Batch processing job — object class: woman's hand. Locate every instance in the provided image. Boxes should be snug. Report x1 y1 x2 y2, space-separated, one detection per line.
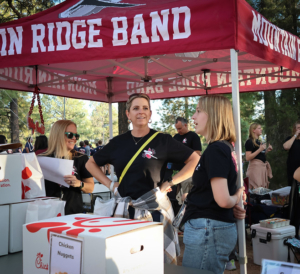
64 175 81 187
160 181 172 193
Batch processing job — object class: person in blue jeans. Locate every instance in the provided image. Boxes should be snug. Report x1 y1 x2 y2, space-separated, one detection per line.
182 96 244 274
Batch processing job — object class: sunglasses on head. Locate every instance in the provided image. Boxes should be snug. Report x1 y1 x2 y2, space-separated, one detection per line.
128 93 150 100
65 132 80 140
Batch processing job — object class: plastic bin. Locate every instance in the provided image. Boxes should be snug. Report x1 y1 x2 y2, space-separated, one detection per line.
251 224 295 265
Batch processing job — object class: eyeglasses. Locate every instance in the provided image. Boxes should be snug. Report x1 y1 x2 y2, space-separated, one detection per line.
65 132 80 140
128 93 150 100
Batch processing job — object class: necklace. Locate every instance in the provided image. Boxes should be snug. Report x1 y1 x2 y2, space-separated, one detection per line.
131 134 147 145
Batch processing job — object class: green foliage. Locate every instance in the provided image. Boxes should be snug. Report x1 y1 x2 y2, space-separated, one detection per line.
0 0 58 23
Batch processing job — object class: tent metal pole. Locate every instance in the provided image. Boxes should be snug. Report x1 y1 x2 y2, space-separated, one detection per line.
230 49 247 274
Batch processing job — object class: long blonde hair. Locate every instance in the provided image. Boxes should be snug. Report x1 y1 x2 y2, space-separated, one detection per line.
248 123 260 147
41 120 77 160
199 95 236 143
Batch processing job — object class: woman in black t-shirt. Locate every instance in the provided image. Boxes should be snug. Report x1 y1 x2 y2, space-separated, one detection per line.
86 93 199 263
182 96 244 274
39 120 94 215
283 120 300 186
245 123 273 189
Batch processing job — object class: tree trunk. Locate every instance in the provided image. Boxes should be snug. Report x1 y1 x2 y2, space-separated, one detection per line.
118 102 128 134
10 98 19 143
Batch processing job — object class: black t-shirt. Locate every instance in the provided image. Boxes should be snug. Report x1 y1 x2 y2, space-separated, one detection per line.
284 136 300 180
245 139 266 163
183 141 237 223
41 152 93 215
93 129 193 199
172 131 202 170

● ● ● ● ●

__Exercise details__: Please pick out each line of the records above that contains the string "black", and copy those lines.

__Response to this task__:
Batch processing job — object class: woman in black t-shirt. Locate every instance in the provided image. Boxes should be snug. Report x1 y1 x2 y2, space-separated, one detection per line.
Batch processing job — object class: black t-shirt. Locate every instance in the provided image. Boxes should be snug. Report x1 y1 x2 y2, space-separated, one detection per line.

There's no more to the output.